*CONSIGNE*
Répondez à ces questions d'après le texte sur la pompe biologique ci-dessous :
1. Dans quel laboratoire travaille Lionel Guidi ?
2. Jusqu'à quelle profondeur la colonne d'eau est-elle filmée ?
3. Combien de gigatonnes la pompe biologique représente-t-elle ?

*TEXTE À LIRE*
^^^^^^^^^^^^^^^^
Les algues, la pompe carbone et le pétrole...
Récompensé en 2018 par la médaille de bronze du CNRS, Lionel Guidi, 37 ans, travaille au laboratoire océanographique de Villefranche-sur-Mer, dans les Alpes-Maritimes. Sa spécialité : le cycle du carbone au niveau océanique, dans le cadre d’un mécanisme que l’on appelle la « pompe biologique ». Petite explication de texte. Comme les plantes à la surface de la terre, les algues absorbent du CO2 (dioxyde de carbone) par photosynthèse. Or, elles peuvent entrer dans la chaîne alimentaire ou former des agrégats en se collant les unes aux autres. Lesquels, devenant plus lourds que l’eau, finissent par couler.
Interaction des espèces
En vertu de ce phénomène, le CO2 qu’elles contiennent est transféré vers le plancher océanique : c’est la séquestration du carbone. « Ce qui, à long terme, produit du pétrole, pétrole qui, lorsque l’homme le brûlera, rejettera lui-même du carbone dans l’atmosphère. » Ce qui intéresse Lionel Guidi n’est pas la formation du pétrole, mais l’interaction des espèces dans ce mécanisme de la « pompe biologique ». Qui est d’une grande complexité, son étude consistant, entre autres points, à comprendre comment cette interaction est influencée par des changements, notamment climatiques. Le principe de l’analyse, lui, paraît assez simple : « Au moyen de caméras immergées, on filme une colonne d’eau depuis la surface, jusqu’à 6000 mètres de profondeur, en observant, dans les particules marines et le plancton, tout ce qui est plus grand que 100 microns. »
« L’océan sert de tampon »
On estime que l’ensemble des océans produit 10 à 15 milliards de tonnes de CO2 par an. « Dans cette partie, la pompe biologique représente 2 gigatonnes, dont 10 % par séquestration. » Ces études, in fine, peuvent apporter aux décisionnaires des informations précieuses sur la gestion des océans et sur la biodiversité. « L’océan sert de tampon à ce réchauffement climatique. Sans l’homme, tout serait stable. Or, une légère élévation de la température de l’Atlantique provoque des migrations d’espèces. » C’est un autre sujet, plus politique. La compréhension et la quantification sont, quant à elles, du ressort de la recherche.
^^^^^^^^^^^^^^^^
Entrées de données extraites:

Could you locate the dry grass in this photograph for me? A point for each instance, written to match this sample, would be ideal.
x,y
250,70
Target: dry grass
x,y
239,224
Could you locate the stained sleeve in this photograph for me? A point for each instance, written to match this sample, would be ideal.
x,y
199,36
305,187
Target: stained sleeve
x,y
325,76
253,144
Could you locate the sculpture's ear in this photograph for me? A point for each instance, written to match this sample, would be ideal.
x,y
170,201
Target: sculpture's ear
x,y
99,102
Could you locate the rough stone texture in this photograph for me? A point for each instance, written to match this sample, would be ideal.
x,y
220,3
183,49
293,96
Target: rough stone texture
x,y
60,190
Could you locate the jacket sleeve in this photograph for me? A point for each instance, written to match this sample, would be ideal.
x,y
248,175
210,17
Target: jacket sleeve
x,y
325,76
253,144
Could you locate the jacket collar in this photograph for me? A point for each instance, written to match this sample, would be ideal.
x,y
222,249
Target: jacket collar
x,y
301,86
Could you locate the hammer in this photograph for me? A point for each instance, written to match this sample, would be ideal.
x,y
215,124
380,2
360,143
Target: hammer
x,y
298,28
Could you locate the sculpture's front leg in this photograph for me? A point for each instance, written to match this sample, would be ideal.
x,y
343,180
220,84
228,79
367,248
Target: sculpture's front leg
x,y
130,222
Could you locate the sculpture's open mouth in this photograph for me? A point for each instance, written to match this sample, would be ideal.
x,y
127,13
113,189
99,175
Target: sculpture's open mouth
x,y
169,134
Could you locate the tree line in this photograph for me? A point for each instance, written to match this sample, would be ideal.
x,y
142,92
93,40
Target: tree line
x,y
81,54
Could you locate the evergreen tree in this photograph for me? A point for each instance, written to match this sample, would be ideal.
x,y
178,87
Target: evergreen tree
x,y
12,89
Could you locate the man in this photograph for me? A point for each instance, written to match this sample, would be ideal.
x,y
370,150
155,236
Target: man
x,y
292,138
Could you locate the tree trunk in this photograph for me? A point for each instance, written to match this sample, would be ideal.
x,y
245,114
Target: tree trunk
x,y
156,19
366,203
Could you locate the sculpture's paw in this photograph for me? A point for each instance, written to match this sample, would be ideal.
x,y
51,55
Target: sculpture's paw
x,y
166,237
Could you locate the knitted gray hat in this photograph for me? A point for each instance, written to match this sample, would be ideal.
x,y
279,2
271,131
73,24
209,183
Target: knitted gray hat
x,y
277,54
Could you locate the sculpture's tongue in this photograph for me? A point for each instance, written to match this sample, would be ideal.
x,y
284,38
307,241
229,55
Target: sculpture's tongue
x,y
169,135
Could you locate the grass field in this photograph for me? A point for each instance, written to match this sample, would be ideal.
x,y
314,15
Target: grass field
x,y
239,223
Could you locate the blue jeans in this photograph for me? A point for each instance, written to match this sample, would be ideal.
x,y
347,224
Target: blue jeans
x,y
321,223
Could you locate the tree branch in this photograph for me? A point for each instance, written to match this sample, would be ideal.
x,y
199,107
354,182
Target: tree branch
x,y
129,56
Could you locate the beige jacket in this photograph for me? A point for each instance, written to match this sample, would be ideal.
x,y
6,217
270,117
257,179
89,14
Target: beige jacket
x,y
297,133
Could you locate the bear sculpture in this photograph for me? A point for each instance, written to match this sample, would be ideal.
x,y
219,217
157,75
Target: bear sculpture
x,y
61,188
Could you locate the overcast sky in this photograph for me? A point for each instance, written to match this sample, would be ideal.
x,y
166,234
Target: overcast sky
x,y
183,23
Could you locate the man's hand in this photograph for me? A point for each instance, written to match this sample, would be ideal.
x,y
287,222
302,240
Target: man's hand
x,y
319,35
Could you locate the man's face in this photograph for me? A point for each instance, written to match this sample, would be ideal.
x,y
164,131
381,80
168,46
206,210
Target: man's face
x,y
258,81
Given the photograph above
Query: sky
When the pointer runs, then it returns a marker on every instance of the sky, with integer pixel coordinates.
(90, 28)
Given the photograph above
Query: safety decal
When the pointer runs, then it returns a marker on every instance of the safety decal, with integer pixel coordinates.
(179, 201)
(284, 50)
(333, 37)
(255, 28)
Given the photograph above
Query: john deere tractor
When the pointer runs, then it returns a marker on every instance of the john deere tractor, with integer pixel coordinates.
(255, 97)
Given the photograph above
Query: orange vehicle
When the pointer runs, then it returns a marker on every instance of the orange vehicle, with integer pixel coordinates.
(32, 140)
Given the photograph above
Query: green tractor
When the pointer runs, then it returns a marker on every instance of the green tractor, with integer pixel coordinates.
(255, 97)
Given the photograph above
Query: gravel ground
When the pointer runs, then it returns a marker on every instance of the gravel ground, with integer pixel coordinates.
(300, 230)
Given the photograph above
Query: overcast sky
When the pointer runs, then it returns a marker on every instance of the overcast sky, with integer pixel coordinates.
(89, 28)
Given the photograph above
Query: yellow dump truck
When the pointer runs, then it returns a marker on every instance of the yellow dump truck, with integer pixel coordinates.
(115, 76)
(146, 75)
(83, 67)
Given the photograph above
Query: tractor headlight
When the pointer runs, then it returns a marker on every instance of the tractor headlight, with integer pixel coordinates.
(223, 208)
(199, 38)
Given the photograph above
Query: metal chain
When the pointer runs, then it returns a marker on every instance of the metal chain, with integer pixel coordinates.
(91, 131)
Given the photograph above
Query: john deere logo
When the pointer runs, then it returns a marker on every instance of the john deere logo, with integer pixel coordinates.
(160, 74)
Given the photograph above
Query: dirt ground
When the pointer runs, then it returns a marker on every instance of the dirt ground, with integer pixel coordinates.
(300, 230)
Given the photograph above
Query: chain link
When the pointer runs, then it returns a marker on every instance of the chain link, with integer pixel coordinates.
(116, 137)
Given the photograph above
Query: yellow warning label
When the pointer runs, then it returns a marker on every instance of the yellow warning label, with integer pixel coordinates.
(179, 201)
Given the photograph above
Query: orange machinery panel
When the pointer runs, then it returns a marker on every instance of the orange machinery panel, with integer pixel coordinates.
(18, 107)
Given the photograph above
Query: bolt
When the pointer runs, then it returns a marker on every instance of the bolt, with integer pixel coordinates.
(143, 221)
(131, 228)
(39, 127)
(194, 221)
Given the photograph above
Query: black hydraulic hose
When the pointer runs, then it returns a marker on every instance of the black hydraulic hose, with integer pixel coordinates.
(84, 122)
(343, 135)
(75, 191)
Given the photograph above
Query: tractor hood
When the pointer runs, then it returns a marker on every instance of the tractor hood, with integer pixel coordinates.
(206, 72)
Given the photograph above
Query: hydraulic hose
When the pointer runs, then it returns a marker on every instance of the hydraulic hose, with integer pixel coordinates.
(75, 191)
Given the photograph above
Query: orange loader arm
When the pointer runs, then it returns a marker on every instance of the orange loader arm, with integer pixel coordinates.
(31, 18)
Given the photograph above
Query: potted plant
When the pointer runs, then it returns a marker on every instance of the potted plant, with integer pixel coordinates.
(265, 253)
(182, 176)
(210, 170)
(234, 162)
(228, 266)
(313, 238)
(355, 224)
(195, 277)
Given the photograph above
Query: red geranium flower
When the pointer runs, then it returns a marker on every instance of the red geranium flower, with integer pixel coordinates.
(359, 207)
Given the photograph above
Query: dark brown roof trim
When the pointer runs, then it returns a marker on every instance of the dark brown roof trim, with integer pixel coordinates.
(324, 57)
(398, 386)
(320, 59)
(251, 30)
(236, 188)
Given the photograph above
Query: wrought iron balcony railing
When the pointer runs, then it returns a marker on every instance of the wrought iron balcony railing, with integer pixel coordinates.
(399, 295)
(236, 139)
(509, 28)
^^^^^^^^^^^^^^^^
*CORRIGÉ*
1. Au laboratoire océanographique de Villefranche-sur-Mer, dans les Alpes-Maritimes.
2. Jusqu'à 6000 mètres de profondeur.
3. 2 gigatonnes.